Task objective
With the line containing "Locate every instance of the pink" as the start and the line containing "Locate every instance of the rainbow" as the end, transcribe that span of the entries below exactly, including both.

Data under study
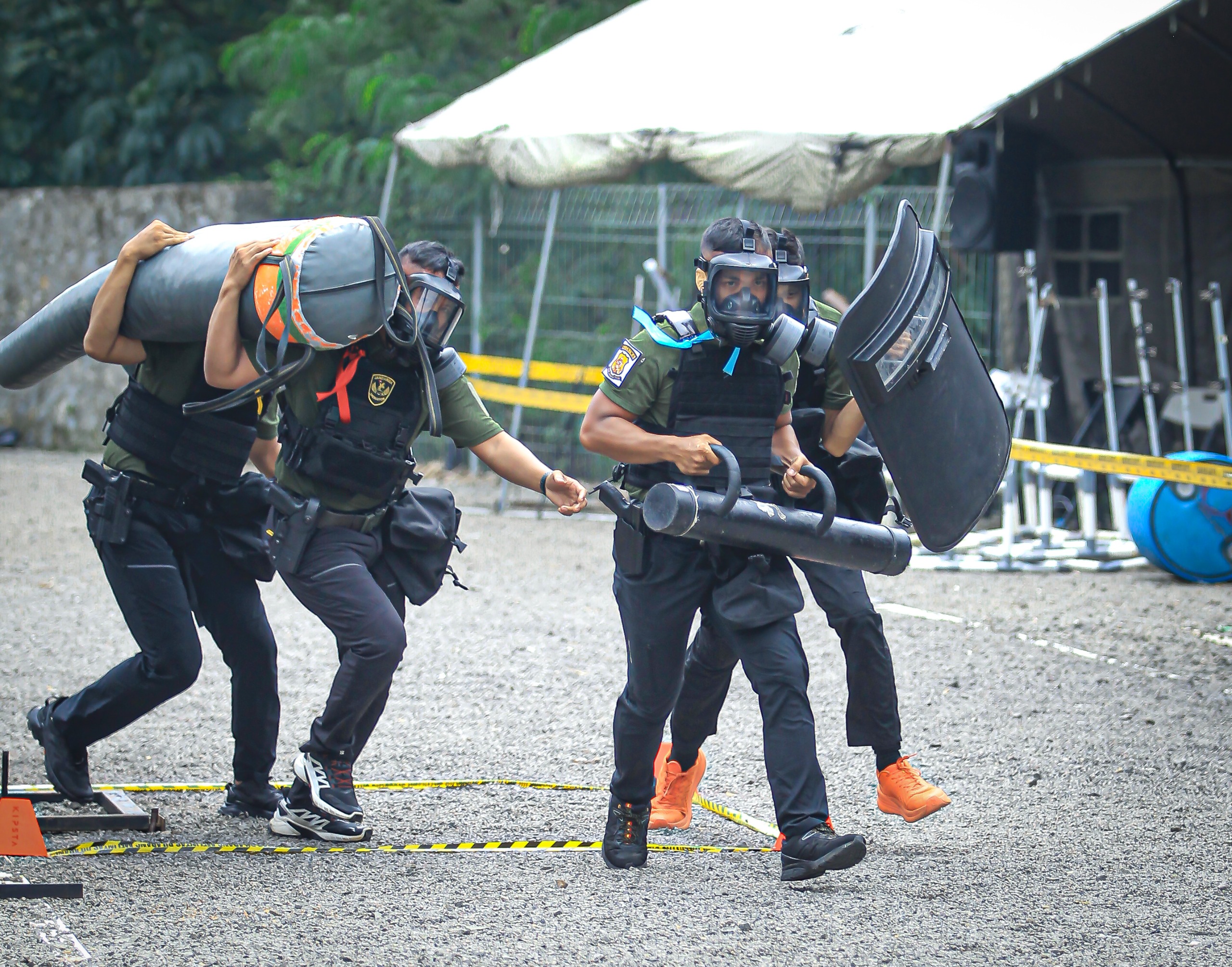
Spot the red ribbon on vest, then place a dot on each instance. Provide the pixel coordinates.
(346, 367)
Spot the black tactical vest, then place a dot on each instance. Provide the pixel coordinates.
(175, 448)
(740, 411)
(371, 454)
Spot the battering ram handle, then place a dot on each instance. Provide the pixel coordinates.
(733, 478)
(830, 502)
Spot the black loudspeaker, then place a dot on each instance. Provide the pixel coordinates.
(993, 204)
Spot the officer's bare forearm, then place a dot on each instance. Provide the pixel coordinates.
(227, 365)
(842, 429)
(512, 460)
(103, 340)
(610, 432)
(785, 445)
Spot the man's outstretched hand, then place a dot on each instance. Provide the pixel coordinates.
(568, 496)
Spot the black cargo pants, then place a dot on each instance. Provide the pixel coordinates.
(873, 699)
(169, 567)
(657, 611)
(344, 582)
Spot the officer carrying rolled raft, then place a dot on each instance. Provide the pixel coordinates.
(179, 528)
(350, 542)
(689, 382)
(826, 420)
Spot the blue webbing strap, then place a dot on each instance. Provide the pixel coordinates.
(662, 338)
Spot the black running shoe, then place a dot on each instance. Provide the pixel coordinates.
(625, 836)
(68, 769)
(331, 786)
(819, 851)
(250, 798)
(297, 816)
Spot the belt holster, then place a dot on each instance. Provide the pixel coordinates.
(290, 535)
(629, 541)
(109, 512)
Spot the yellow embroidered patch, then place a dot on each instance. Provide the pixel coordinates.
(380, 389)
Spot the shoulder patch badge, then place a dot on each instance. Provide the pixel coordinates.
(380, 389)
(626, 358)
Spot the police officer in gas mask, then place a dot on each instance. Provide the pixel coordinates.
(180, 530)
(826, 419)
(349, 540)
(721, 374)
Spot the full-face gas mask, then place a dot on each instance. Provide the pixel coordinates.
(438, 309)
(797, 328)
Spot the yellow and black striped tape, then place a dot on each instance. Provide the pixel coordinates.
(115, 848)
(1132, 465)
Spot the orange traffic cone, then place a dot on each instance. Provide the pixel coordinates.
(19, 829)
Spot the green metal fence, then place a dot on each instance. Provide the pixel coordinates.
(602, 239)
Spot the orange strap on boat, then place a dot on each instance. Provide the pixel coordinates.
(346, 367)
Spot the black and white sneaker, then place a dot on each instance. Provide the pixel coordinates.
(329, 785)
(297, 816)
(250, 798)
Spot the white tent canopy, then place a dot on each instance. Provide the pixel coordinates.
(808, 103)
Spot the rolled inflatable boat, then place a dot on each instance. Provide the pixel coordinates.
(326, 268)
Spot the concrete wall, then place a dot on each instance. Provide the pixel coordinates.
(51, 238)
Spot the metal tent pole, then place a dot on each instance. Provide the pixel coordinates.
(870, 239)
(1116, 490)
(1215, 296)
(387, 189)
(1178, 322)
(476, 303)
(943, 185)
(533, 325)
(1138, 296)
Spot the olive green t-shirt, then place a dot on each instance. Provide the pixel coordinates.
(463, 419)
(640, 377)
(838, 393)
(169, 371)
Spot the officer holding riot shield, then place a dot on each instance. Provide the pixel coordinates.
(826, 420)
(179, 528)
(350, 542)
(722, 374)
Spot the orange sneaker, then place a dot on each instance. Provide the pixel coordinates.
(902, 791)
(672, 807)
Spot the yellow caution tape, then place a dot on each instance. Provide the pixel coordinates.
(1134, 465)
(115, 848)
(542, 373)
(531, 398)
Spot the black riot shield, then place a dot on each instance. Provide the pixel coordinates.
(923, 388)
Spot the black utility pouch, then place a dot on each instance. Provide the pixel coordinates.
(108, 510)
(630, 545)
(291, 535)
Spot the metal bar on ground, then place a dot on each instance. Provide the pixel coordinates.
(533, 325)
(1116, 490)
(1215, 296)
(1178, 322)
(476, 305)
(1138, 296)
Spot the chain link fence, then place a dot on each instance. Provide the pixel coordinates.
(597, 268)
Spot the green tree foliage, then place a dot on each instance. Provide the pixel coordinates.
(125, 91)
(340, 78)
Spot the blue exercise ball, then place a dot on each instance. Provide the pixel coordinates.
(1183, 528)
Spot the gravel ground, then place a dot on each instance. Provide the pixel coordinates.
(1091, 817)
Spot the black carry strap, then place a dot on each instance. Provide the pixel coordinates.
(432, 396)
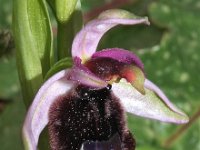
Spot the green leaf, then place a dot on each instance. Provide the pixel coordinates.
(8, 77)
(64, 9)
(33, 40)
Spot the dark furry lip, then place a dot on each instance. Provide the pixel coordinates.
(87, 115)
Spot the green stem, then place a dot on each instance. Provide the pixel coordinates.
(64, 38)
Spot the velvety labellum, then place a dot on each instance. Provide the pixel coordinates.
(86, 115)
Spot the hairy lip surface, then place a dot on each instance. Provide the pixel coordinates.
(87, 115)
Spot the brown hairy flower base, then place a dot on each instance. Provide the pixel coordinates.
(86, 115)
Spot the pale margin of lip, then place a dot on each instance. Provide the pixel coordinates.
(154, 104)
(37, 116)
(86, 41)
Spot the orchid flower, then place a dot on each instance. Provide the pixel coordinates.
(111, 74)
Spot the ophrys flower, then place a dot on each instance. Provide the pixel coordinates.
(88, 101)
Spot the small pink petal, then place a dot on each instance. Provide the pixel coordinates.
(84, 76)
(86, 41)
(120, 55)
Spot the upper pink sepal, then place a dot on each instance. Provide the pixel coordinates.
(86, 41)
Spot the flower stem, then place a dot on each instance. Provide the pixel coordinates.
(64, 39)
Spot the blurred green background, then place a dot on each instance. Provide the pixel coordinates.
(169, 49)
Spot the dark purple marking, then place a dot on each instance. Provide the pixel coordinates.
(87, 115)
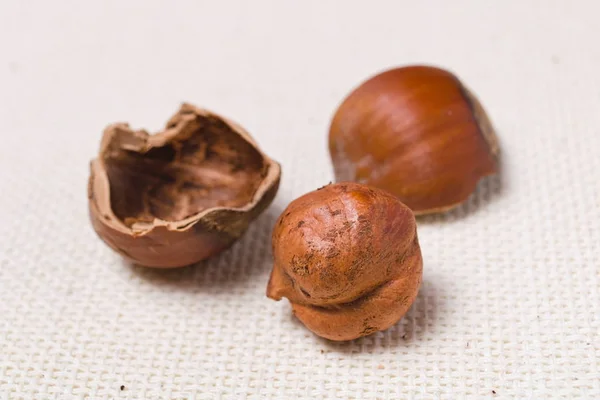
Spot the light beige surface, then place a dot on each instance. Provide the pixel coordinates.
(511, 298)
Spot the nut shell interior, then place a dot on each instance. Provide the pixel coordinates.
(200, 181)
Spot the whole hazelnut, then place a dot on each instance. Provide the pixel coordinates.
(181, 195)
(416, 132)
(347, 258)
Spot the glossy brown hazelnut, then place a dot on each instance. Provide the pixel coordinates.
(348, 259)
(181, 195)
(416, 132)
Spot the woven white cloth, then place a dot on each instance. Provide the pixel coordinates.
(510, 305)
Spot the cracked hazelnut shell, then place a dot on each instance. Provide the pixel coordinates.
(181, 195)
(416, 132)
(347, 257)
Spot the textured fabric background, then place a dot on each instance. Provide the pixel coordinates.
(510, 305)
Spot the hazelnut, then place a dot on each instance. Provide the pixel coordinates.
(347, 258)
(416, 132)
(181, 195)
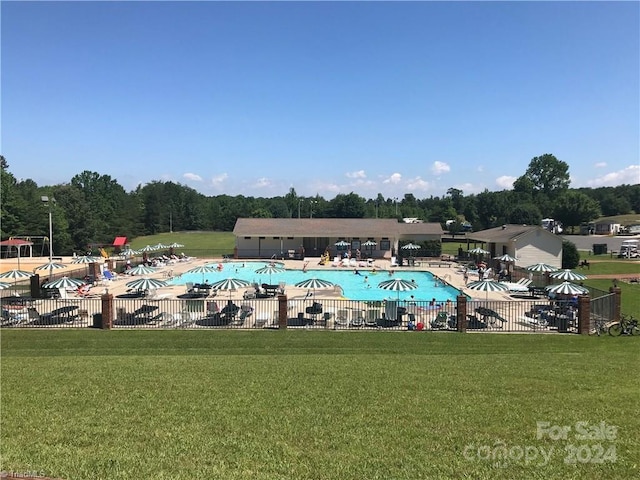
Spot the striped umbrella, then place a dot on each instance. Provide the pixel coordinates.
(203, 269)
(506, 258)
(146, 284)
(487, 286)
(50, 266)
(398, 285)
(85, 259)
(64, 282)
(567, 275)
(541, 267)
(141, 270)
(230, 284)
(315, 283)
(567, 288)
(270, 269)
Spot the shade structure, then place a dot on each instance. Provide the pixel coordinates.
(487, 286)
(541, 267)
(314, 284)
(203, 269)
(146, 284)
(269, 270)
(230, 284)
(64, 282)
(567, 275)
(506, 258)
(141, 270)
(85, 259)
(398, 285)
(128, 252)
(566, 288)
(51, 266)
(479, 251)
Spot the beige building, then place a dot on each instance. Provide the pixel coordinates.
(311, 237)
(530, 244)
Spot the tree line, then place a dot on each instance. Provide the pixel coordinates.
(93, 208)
---
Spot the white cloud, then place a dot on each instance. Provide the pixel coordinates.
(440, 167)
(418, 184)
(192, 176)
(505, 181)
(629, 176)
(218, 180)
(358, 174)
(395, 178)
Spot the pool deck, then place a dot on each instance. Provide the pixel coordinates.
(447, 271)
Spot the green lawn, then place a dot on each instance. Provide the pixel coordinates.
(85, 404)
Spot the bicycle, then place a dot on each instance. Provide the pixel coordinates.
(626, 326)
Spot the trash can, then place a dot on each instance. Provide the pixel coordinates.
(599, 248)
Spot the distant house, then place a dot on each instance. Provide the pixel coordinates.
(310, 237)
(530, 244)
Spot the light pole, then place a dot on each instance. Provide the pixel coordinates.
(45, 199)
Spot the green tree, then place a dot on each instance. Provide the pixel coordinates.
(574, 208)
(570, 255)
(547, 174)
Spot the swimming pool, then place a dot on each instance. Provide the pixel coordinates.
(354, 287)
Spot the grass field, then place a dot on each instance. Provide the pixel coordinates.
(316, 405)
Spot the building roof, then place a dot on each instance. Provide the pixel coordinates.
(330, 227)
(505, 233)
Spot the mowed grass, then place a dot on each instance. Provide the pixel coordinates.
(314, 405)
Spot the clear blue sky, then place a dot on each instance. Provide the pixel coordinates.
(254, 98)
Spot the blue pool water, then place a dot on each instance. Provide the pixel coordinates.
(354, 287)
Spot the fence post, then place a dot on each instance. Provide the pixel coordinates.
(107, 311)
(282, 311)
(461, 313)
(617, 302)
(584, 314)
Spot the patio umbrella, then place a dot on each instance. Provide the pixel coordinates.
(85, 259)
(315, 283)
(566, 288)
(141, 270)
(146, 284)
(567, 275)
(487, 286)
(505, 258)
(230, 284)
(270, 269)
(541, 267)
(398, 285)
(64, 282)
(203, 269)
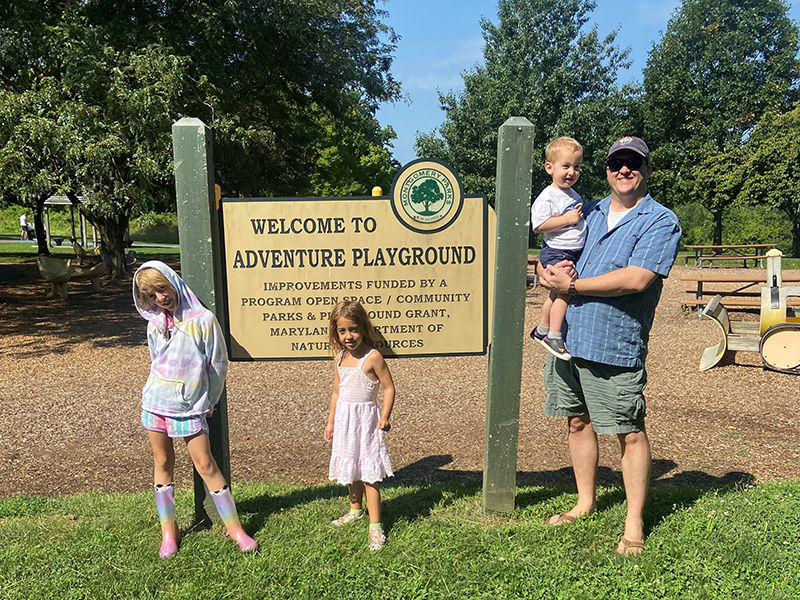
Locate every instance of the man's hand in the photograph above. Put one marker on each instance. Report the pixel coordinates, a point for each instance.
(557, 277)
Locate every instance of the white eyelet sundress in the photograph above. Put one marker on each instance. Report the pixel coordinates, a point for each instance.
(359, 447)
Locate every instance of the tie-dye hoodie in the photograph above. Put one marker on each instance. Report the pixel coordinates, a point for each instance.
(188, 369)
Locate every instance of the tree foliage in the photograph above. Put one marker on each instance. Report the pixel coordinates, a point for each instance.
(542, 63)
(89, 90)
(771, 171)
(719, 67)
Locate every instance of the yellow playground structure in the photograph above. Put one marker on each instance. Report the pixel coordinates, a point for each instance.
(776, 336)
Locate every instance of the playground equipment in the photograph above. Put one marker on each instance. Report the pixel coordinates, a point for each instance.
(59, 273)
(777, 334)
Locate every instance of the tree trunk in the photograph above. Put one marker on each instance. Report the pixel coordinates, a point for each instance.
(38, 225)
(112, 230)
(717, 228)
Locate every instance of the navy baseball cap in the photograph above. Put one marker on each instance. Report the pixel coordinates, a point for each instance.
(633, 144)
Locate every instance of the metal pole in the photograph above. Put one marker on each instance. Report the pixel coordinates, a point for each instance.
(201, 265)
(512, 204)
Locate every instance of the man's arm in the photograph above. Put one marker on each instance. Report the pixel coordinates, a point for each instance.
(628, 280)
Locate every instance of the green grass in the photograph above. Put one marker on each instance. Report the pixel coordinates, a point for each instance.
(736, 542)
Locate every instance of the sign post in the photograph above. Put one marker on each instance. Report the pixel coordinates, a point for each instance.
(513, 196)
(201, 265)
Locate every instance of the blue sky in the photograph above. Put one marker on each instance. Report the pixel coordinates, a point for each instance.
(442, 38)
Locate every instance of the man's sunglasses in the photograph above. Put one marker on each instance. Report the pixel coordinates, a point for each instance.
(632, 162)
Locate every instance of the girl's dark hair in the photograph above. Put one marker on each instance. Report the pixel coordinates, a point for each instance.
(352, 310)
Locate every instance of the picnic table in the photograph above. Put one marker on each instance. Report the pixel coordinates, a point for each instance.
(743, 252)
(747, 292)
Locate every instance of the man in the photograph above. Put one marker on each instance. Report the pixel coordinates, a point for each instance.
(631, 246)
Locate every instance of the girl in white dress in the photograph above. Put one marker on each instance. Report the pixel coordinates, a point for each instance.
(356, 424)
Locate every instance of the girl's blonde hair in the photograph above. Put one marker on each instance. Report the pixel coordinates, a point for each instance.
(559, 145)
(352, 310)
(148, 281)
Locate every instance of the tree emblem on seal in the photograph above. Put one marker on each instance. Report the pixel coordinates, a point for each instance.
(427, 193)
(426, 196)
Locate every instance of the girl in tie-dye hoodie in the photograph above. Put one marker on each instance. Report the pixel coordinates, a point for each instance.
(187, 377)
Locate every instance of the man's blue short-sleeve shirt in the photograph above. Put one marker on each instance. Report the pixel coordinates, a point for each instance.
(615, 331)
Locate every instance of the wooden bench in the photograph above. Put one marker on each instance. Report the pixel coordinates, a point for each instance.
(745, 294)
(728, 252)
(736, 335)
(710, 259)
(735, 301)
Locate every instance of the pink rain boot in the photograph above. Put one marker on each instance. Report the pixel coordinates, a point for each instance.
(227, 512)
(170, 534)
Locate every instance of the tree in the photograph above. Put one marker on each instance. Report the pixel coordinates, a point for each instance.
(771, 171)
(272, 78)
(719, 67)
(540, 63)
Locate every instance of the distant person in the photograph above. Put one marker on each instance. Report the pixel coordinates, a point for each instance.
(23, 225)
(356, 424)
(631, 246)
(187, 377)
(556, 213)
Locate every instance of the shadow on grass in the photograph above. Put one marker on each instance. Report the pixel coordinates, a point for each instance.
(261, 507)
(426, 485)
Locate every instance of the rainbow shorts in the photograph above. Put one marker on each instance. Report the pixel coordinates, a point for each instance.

Solution to this exercise
Locate every instance of the pink rain boot in the photograph above. Put one marker on each instance. Report the pixel coordinates, a point for each instance.
(227, 512)
(170, 534)
Locate every instance of the tree in the photograph above. Put one marker on each instance. Report the pixel coordinates, a point for each instance.
(771, 171)
(272, 78)
(719, 67)
(540, 63)
Locate every instance of the distant person in the photograph above. Put one marker on each instance. Report the pixel coordinates, a point for each instance.
(23, 225)
(356, 424)
(631, 246)
(187, 377)
(556, 213)
Locate every instance of the shadow on grass in the photograph above. Put one marker on each instance. Report the pixel coordinates, a point for each instance.
(261, 507)
(426, 485)
Locate every instance of the rainbow shorts in the photograph above. Put one marker on each instance. Report the pixel coordinates, a point for each instance.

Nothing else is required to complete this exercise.